§ EXERCISE
Duplicate the listing below line for line, leaving out the pictures.

§ PROVIDED DATA
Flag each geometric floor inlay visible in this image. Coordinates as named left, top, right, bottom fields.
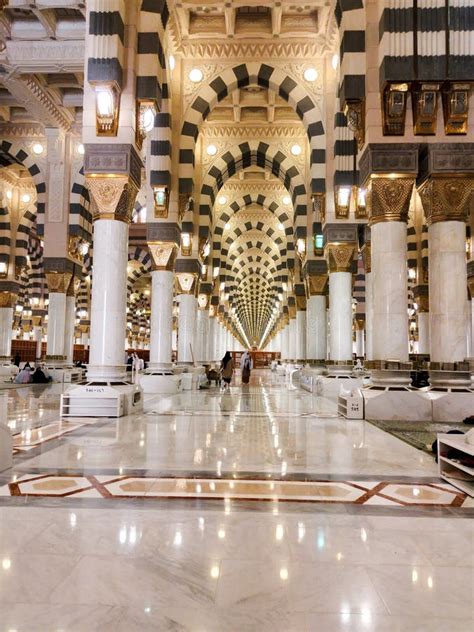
left=0, top=474, right=468, bottom=507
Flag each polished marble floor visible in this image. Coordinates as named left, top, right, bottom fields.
left=0, top=371, right=474, bottom=632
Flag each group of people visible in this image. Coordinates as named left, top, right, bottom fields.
left=221, top=351, right=253, bottom=391
left=14, top=362, right=51, bottom=384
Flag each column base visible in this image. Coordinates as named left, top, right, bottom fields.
left=87, top=364, right=128, bottom=384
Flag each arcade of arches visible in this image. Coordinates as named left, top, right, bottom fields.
left=0, top=0, right=474, bottom=632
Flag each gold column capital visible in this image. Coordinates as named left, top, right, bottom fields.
left=148, top=241, right=178, bottom=272
left=45, top=270, right=72, bottom=294
left=419, top=175, right=474, bottom=226
left=306, top=274, right=329, bottom=296
left=86, top=174, right=138, bottom=224
left=0, top=292, right=18, bottom=307
left=367, top=174, right=415, bottom=226
left=176, top=272, right=197, bottom=295
left=324, top=242, right=357, bottom=272
left=361, top=241, right=372, bottom=274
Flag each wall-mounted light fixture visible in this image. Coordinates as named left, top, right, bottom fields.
left=181, top=233, right=193, bottom=257
left=94, top=84, right=120, bottom=136
left=153, top=186, right=169, bottom=219
left=335, top=186, right=352, bottom=219
left=135, top=99, right=158, bottom=149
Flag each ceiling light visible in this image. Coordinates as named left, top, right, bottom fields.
left=303, top=67, right=318, bottom=81
left=188, top=68, right=204, bottom=83
left=291, top=144, right=302, bottom=156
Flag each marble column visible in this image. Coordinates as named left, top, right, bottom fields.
left=362, top=241, right=374, bottom=361
left=196, top=294, right=209, bottom=364
left=87, top=170, right=141, bottom=382
left=176, top=272, right=198, bottom=364
left=356, top=318, right=365, bottom=358
left=296, top=310, right=306, bottom=360
left=306, top=270, right=328, bottom=360
left=0, top=292, right=17, bottom=360
left=419, top=174, right=474, bottom=366
left=371, top=221, right=413, bottom=362
left=149, top=268, right=174, bottom=369
left=207, top=314, right=218, bottom=362
left=46, top=272, right=72, bottom=360
left=64, top=288, right=76, bottom=364
left=418, top=311, right=430, bottom=355
left=281, top=323, right=290, bottom=360
left=326, top=242, right=357, bottom=364
left=428, top=221, right=467, bottom=363
left=288, top=318, right=296, bottom=361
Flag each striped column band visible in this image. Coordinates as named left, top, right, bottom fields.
left=333, top=112, right=359, bottom=187
left=69, top=167, right=92, bottom=242
left=335, top=0, right=366, bottom=103
left=86, top=0, right=125, bottom=89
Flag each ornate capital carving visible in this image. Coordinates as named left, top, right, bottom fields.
left=344, top=99, right=365, bottom=149
left=0, top=292, right=18, bottom=307
left=367, top=177, right=415, bottom=225
left=361, top=242, right=372, bottom=274
left=419, top=176, right=474, bottom=225
left=324, top=243, right=357, bottom=272
left=86, top=176, right=138, bottom=224
left=148, top=241, right=178, bottom=271
left=176, top=272, right=197, bottom=294
left=45, top=271, right=72, bottom=294
left=306, top=274, right=329, bottom=296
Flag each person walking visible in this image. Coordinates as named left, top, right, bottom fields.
left=221, top=351, right=234, bottom=391
left=240, top=351, right=252, bottom=384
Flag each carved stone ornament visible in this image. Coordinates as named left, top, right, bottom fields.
left=176, top=272, right=197, bottom=294
left=325, top=243, right=357, bottom=272
left=86, top=176, right=138, bottom=224
left=306, top=274, right=329, bottom=296
left=45, top=272, right=72, bottom=294
left=367, top=177, right=415, bottom=225
left=361, top=242, right=372, bottom=274
left=419, top=176, right=474, bottom=226
left=0, top=292, right=18, bottom=307
left=148, top=241, right=178, bottom=271
left=344, top=99, right=365, bottom=149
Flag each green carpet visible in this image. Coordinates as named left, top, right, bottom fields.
left=369, top=421, right=466, bottom=454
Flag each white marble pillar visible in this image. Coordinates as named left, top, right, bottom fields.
left=64, top=295, right=76, bottom=364
left=196, top=309, right=209, bottom=363
left=418, top=312, right=430, bottom=354
left=355, top=329, right=365, bottom=358
left=33, top=325, right=43, bottom=360
left=207, top=316, right=218, bottom=362
left=371, top=221, right=410, bottom=362
left=149, top=270, right=174, bottom=369
left=0, top=307, right=13, bottom=358
left=296, top=310, right=306, bottom=360
left=428, top=221, right=467, bottom=362
left=178, top=294, right=197, bottom=364
left=365, top=272, right=374, bottom=360
left=281, top=323, right=290, bottom=360
left=88, top=219, right=128, bottom=381
left=329, top=272, right=352, bottom=362
left=306, top=295, right=327, bottom=360
left=46, top=292, right=66, bottom=356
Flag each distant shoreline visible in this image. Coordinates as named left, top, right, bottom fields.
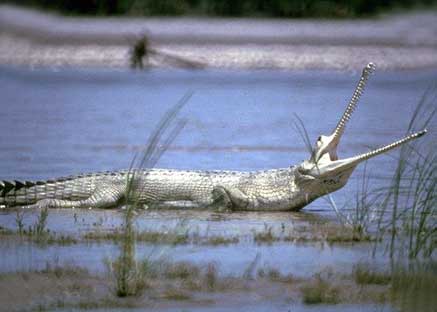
left=0, top=5, right=437, bottom=70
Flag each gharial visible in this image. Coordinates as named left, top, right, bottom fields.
left=0, top=63, right=426, bottom=211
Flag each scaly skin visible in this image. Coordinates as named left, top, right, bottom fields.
left=0, top=167, right=314, bottom=210
left=0, top=63, right=426, bottom=211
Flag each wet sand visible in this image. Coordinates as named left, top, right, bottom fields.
left=0, top=5, right=437, bottom=70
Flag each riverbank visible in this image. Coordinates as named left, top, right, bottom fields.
left=0, top=5, right=437, bottom=70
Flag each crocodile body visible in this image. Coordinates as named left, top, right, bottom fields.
left=0, top=63, right=426, bottom=211
left=0, top=167, right=317, bottom=210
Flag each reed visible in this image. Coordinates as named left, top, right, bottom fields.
left=111, top=94, right=191, bottom=297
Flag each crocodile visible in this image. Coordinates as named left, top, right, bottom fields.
left=0, top=63, right=426, bottom=211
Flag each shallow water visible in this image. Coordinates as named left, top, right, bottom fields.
left=0, top=67, right=437, bottom=311
left=0, top=67, right=437, bottom=210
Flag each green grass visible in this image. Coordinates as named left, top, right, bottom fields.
left=202, top=236, right=240, bottom=246
left=109, top=94, right=191, bottom=297
left=83, top=230, right=189, bottom=245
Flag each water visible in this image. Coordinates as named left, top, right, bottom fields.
left=0, top=67, right=437, bottom=311
left=0, top=67, right=437, bottom=210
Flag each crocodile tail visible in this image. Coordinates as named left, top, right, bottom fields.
left=0, top=177, right=94, bottom=207
left=0, top=180, right=48, bottom=206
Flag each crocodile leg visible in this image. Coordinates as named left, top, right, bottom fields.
left=23, top=184, right=125, bottom=208
left=211, top=185, right=249, bottom=211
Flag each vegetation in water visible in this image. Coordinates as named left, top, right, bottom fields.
left=7, top=0, right=436, bottom=18
left=109, top=94, right=191, bottom=297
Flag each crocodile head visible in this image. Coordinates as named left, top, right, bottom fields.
left=297, top=63, right=426, bottom=196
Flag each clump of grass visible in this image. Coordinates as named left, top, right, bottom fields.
left=15, top=209, right=24, bottom=235
left=204, top=263, right=217, bottom=291
left=375, top=85, right=437, bottom=260
left=45, top=234, right=77, bottom=246
left=0, top=226, right=15, bottom=235
left=352, top=264, right=391, bottom=285
left=390, top=261, right=437, bottom=312
left=83, top=230, right=189, bottom=245
left=110, top=94, right=191, bottom=297
left=34, top=208, right=49, bottom=237
left=253, top=223, right=279, bottom=244
left=163, top=287, right=191, bottom=301
left=324, top=226, right=375, bottom=244
left=130, top=35, right=150, bottom=69
left=164, top=262, right=200, bottom=279
left=203, top=236, right=240, bottom=246
left=37, top=262, right=89, bottom=278
left=301, top=275, right=340, bottom=304
left=257, top=268, right=293, bottom=283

§ SOLUTION TO THIS EXERCISE
Flag each geometric floor inlay visible in this image. Coordinates as named left, top, right, bottom fields.
left=0, top=474, right=468, bottom=507
Flag each polished marble floor visible in this image. Coordinates as named left, top, right, bottom fields.
left=0, top=371, right=474, bottom=632
Flag each group of people visible in this image. Coordinates as named left, top, right, bottom fields.
left=221, top=351, right=253, bottom=391
left=14, top=362, right=51, bottom=384
Flag each column base visible in this image. Coordinates as named left, top, right, bottom fields.
left=87, top=364, right=128, bottom=384
Flag each arcade of arches visible in this image. Coordinates as named left, top, right, bottom fields.
left=0, top=0, right=474, bottom=632
Flag each gold column capital visible in this image. Coordinates as named left, top, right, bottom fields.
left=148, top=241, right=178, bottom=272
left=45, top=270, right=72, bottom=294
left=419, top=175, right=474, bottom=226
left=306, top=274, right=329, bottom=296
left=86, top=174, right=138, bottom=224
left=0, top=292, right=18, bottom=307
left=367, top=174, right=415, bottom=226
left=176, top=272, right=197, bottom=295
left=324, top=242, right=357, bottom=272
left=361, top=241, right=372, bottom=274
Flag each wall-mounted light fixture visible in this image. Coordinates as named left, top, right, bottom fields.
left=181, top=233, right=193, bottom=257
left=94, top=84, right=120, bottom=136
left=153, top=186, right=169, bottom=219
left=335, top=186, right=352, bottom=219
left=135, top=99, right=158, bottom=149
Flag each ceiling light visible in this image. Coordinates as named left, top, right, bottom fields.
left=303, top=67, right=318, bottom=81
left=188, top=68, right=204, bottom=83
left=291, top=144, right=302, bottom=156
Flag each marble column visible in this image. Coordinates as named left, top, right, bottom fields.
left=362, top=241, right=374, bottom=361
left=196, top=294, right=209, bottom=364
left=87, top=170, right=141, bottom=382
left=176, top=272, right=198, bottom=364
left=356, top=318, right=365, bottom=358
left=296, top=310, right=306, bottom=360
left=306, top=270, right=328, bottom=360
left=0, top=292, right=17, bottom=360
left=419, top=174, right=474, bottom=366
left=371, top=221, right=413, bottom=362
left=149, top=268, right=174, bottom=369
left=207, top=314, right=218, bottom=362
left=46, top=272, right=72, bottom=360
left=64, top=288, right=76, bottom=364
left=418, top=311, right=430, bottom=355
left=281, top=323, right=290, bottom=360
left=326, top=242, right=357, bottom=364
left=428, top=221, right=467, bottom=363
left=288, top=318, right=296, bottom=361
Flag each striped column band visible in this image. Coordinates as named left, top, right, bottom fields.
left=333, top=112, right=359, bottom=187
left=69, top=167, right=92, bottom=242
left=335, top=0, right=366, bottom=103
left=86, top=0, right=125, bottom=89
Flag each ornate capital carving visible in this image. Coordinates as named left, top, right, bottom fields.
left=344, top=99, right=365, bottom=149
left=0, top=292, right=18, bottom=307
left=367, top=177, right=415, bottom=225
left=361, top=242, right=372, bottom=274
left=419, top=176, right=474, bottom=225
left=324, top=243, right=357, bottom=272
left=86, top=176, right=138, bottom=224
left=148, top=241, right=178, bottom=271
left=176, top=272, right=197, bottom=294
left=45, top=271, right=72, bottom=294
left=306, top=274, right=329, bottom=296
Flag each person walking visible in this image. Coordinates as named left, top, right, bottom fields.
left=221, top=351, right=234, bottom=391
left=240, top=351, right=252, bottom=384
Flag each carved stone ornament visible in this image. Coordinates as named left, top, right, bottom fields.
left=176, top=272, right=197, bottom=294
left=325, top=243, right=357, bottom=272
left=86, top=176, right=138, bottom=224
left=306, top=274, right=329, bottom=296
left=45, top=272, right=72, bottom=294
left=367, top=177, right=415, bottom=225
left=361, top=242, right=372, bottom=274
left=419, top=176, right=474, bottom=226
left=0, top=292, right=18, bottom=307
left=148, top=241, right=178, bottom=271
left=344, top=99, right=365, bottom=149
Flag each green carpet visible in this image. Coordinates as named left, top, right, bottom fields.
left=369, top=421, right=466, bottom=454
Flag each white marble pillar visible in this image. Coordinates as named left, top, right, bottom fields.
left=64, top=295, right=76, bottom=364
left=196, top=309, right=209, bottom=363
left=418, top=312, right=430, bottom=354
left=355, top=329, right=365, bottom=358
left=33, top=325, right=43, bottom=360
left=207, top=316, right=218, bottom=362
left=371, top=221, right=410, bottom=362
left=149, top=270, right=174, bottom=369
left=0, top=307, right=13, bottom=358
left=296, top=310, right=306, bottom=360
left=428, top=221, right=467, bottom=362
left=178, top=294, right=197, bottom=364
left=365, top=272, right=374, bottom=360
left=281, top=323, right=290, bottom=360
left=88, top=219, right=128, bottom=381
left=329, top=272, right=352, bottom=362
left=306, top=295, right=327, bottom=360
left=46, top=292, right=66, bottom=356
Flag each distant shoreline visible in this image. Coordinates as named left, top, right, bottom fields.
left=0, top=5, right=437, bottom=70
Flag each gharial visible in this image. Coordinates as named left, top, right, bottom fields.
left=0, top=63, right=426, bottom=211
Flag each scaly skin visible in this image. Coordinates as named left, top, right, bottom fields.
left=0, top=167, right=314, bottom=210
left=0, top=63, right=426, bottom=211
Flag each wet sand visible in this image. Coordinates as named left, top, right, bottom fields.
left=0, top=5, right=437, bottom=70
Flag each riverbank visible in this image. Coordinates as named left, top, right, bottom fields.
left=0, top=5, right=437, bottom=70
Flag each crocodile body visible in this image. Coordinates as named left, top, right, bottom fields.
left=0, top=63, right=426, bottom=211
left=0, top=167, right=317, bottom=210
Flag each reed visible in this image. Coordinates as named left, top, right, bottom fields.
left=111, top=94, right=191, bottom=297
Flag each crocodile visible in this image. Coordinates as named left, top, right, bottom fields.
left=0, top=63, right=426, bottom=211
Flag each shallow water visible in this image. Coordinates as named left, top, right, bottom fields.
left=0, top=67, right=437, bottom=311
left=0, top=67, right=437, bottom=210
Flag each green grass visible in this image. Coordinates as named left, top, right, bottom fields.
left=202, top=236, right=240, bottom=246
left=109, top=94, right=191, bottom=297
left=83, top=230, right=189, bottom=245
Flag each water visible in this image. Coordinates as named left, top, right, bottom fields.
left=0, top=67, right=437, bottom=311
left=0, top=67, right=437, bottom=210
Flag each crocodile tail visible in this image. Coordinates as named left, top, right, bottom fields.
left=0, top=177, right=94, bottom=207
left=0, top=180, right=48, bottom=206
Flag each crocodile leg visible in this image. Coordinates as named left, top, right, bottom fields.
left=23, top=184, right=125, bottom=208
left=211, top=185, right=249, bottom=211
Flag each vegetation in water visible in this image. Coordinates as named left, top, right, bottom fields.
left=7, top=0, right=436, bottom=18
left=109, top=94, right=191, bottom=297
Flag each crocodile head visible in this image. Coordinates as named left, top, right, bottom fields.
left=297, top=63, right=426, bottom=196
Flag each clump of grass visible in this image. Coordinates as named left, top, right, bottom fields.
left=15, top=209, right=24, bottom=235
left=204, top=263, right=217, bottom=291
left=375, top=85, right=437, bottom=260
left=45, top=234, right=77, bottom=246
left=0, top=226, right=15, bottom=235
left=352, top=264, right=391, bottom=285
left=390, top=261, right=437, bottom=312
left=83, top=230, right=189, bottom=245
left=110, top=94, right=191, bottom=297
left=34, top=208, right=49, bottom=237
left=253, top=223, right=279, bottom=244
left=163, top=287, right=191, bottom=301
left=324, top=226, right=375, bottom=244
left=130, top=35, right=150, bottom=69
left=164, top=262, right=200, bottom=279
left=203, top=236, right=240, bottom=246
left=37, top=262, right=89, bottom=278
left=301, top=275, right=340, bottom=304
left=257, top=268, right=293, bottom=283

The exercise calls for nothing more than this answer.